■ Supplied entries:
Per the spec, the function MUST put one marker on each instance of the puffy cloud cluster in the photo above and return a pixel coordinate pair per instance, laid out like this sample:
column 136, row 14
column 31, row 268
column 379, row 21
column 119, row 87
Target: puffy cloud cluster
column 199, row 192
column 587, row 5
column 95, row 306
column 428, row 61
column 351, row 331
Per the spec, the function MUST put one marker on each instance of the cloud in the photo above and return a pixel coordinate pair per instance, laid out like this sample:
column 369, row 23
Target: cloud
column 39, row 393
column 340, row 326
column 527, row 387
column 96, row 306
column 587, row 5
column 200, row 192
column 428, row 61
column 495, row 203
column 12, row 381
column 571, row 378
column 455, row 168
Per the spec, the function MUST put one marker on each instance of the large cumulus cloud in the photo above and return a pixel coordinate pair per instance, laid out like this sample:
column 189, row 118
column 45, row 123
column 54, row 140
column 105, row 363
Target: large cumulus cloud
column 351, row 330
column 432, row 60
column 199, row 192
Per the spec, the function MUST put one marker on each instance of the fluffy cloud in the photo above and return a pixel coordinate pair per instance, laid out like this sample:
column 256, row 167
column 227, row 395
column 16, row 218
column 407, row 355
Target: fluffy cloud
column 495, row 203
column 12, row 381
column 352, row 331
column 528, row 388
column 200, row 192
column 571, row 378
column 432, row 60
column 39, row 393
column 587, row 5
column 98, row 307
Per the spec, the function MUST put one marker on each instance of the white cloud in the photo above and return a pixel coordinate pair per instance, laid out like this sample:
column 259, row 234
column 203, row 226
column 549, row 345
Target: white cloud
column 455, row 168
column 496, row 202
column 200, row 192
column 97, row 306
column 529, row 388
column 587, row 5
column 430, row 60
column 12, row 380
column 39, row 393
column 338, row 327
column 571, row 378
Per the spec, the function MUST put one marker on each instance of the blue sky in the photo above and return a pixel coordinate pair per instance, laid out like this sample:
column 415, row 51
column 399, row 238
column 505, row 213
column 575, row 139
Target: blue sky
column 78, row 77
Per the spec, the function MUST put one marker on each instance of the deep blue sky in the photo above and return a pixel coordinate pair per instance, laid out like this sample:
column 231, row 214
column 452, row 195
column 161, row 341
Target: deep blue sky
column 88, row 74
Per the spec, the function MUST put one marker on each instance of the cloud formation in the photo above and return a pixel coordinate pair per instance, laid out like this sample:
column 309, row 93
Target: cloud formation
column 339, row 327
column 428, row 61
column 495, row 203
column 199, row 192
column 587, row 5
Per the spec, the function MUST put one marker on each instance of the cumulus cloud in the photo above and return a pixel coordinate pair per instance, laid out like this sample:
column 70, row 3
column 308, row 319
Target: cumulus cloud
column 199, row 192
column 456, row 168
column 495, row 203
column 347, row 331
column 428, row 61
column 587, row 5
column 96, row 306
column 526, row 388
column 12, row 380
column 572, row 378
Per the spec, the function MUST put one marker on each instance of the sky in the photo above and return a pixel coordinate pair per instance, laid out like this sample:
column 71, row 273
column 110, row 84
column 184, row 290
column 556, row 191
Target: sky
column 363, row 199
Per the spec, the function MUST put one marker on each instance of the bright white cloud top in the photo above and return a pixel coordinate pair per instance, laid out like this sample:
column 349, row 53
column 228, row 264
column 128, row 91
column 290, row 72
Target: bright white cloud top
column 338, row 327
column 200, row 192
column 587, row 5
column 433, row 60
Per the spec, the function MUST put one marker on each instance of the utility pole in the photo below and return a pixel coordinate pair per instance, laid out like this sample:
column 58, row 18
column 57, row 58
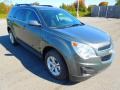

■ Exercise: Rewrite everything from the line containing "instance of the sky" down to the end of the rows, replacing "Target" with "Label" and changing nothing else. Leave the pictures out of your answer.

■ Task solution:
Per the spec, the function MUST put one marker on each instance of the sky in the photo above and return a pixel coordinate pair per instance, laid out like this sample:
column 71, row 273
column 110, row 84
column 184, row 290
column 556, row 191
Label: sky
column 363, row 199
Per the spec, the function MUST put one marker on each instance of the bright white cloud top in the photo above and return a pixel coordinate pair per instance, laid out like this sample:
column 349, row 53
column 228, row 264
column 128, row 91
column 290, row 72
Label: bright white cloud top
column 338, row 327
column 200, row 192
column 587, row 5
column 433, row 60
Per the spec, the function MUST put one marker on each instance of the utility pole in the photo below and return a pixel coordinate pair per instance, laid out like this sample:
column 58, row 18
column 57, row 58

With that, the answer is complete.